THE EXERCISE:
Can you update the entries below so that every "innermost point" becomes "deepest interior point" and nothing else changes?

[Point-based annotation entries]
- - -

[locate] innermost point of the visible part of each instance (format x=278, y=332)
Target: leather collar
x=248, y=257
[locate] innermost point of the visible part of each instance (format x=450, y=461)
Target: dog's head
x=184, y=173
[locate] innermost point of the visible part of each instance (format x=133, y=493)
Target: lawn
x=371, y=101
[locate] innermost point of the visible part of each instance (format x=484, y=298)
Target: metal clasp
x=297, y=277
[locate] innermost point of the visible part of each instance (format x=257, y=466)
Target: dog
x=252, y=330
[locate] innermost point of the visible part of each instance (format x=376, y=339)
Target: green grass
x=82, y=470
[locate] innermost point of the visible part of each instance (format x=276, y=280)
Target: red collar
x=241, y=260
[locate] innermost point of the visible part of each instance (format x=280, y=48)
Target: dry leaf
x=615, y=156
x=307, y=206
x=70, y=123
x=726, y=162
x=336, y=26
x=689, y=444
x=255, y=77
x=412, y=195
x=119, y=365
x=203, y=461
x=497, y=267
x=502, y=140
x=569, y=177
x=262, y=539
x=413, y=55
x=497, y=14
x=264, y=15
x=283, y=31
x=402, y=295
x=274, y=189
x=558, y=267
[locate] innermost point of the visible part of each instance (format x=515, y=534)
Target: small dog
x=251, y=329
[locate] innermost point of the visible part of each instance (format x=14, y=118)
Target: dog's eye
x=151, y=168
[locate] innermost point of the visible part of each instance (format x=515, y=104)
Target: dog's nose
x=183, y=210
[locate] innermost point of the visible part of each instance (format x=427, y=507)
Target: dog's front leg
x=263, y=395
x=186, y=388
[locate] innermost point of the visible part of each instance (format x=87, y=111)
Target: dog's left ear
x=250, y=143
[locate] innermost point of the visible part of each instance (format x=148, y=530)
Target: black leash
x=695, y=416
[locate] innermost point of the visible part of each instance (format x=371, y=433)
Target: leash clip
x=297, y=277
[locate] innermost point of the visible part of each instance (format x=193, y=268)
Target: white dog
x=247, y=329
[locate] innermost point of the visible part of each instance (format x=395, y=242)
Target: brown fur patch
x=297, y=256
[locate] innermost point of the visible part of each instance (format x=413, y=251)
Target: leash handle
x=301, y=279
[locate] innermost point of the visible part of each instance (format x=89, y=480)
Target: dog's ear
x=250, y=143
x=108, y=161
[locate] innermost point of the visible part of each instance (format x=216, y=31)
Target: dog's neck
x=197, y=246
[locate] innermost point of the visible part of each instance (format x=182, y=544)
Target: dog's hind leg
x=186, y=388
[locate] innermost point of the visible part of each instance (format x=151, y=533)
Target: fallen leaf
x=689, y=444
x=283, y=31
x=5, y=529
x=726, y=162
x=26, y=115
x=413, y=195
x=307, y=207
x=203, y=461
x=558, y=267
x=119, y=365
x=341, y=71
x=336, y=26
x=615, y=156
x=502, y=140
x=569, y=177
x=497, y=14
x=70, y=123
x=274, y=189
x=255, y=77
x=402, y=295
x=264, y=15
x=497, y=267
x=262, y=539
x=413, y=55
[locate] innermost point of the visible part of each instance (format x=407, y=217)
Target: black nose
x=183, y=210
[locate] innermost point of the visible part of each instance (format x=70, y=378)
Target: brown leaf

- - -

OUTPUT FOR THIS EXERCISE:
[locate] deepest interior point of the visible part of each instance (format x=278, y=332)
Target: leather collar
x=248, y=257
[locate] deepest interior point of the visible part of each instance (format x=450, y=461)
Target: dog's head
x=184, y=173
[locate] deepest interior point of the visible part of each instance (format x=133, y=493)
Target: lawn
x=371, y=101
[locate] deepest interior point of the visible part of each instance (format x=484, y=298)
Target: metal clasp
x=297, y=277
[locate] deepest interior point of the visible part of each instance (format x=257, y=466)
Target: dog
x=252, y=330
[locate] deepest interior point of the visible part of each instance (format x=376, y=339)
Target: green grass
x=82, y=470
[locate] deepest interior point of the visible part of each instance (format x=276, y=280)
Target: red collar
x=241, y=260
[locate] deepest interior point of the visible part of each instance (format x=280, y=48)
Target: dry leaf
x=615, y=156
x=307, y=206
x=70, y=123
x=726, y=162
x=336, y=26
x=689, y=444
x=255, y=77
x=412, y=195
x=119, y=365
x=203, y=461
x=497, y=267
x=502, y=140
x=569, y=177
x=262, y=539
x=413, y=55
x=497, y=14
x=264, y=15
x=283, y=31
x=402, y=295
x=274, y=189
x=558, y=267
[locate] deepest interior point of the visible part of each instance (format x=515, y=534)
Target: small dog
x=251, y=329
[locate] deepest interior point of the visible part of each instance (format x=14, y=118)
Target: dog's eye
x=151, y=168
[locate] deepest interior point of the visible part of each instance (format x=515, y=104)
Target: dog's nose
x=183, y=210
[locate] deepest interior point of the visible part of each instance (format x=427, y=507)
Target: dog's front leg
x=263, y=395
x=186, y=388
[locate] deepest interior point of the visible part of each instance (format x=87, y=111)
Target: dog's left ear
x=250, y=143
[locate] deepest interior point of the visible part of each instance (format x=148, y=530)
Target: black leash
x=695, y=416
[locate] deepest interior point of the visible part of each instance (format x=371, y=433)
Target: leash clip
x=297, y=277
[locate] deepest interior point of the visible part of each instance (format x=193, y=268)
Target: white dog
x=247, y=329
[locate] deepest interior point of the visible part of each instance (format x=395, y=242)
Target: brown fur patch
x=297, y=256
[locate] deepest interior point of the visible part of each instance (format x=413, y=251)
Target: leash handle
x=301, y=279
[locate] deepest interior point of the visible part of each instance (format x=89, y=480)
Target: dog's ear
x=250, y=143
x=108, y=161
[locate] deepest interior point of the visible part of each instance (format x=216, y=31)
Target: dog's neck
x=197, y=246
[locate] deepest interior point of the visible part of each instance (format x=182, y=544)
Target: dog's hind leg
x=186, y=388
[locate] deepest interior point of the visible part of each instance (format x=151, y=533)
Target: fallen leaf
x=689, y=444
x=283, y=31
x=5, y=529
x=726, y=162
x=26, y=115
x=413, y=195
x=307, y=207
x=203, y=461
x=558, y=267
x=119, y=365
x=341, y=71
x=336, y=26
x=615, y=156
x=502, y=140
x=569, y=177
x=497, y=14
x=70, y=123
x=274, y=189
x=255, y=77
x=402, y=295
x=264, y=15
x=497, y=267
x=262, y=539
x=413, y=55
[locate] deepest interior point of the visible part of each instance (format x=407, y=217)
Target: black nose
x=183, y=210
[locate] deepest interior point of the visible part of each instance (format x=70, y=378)
Target: brown leaf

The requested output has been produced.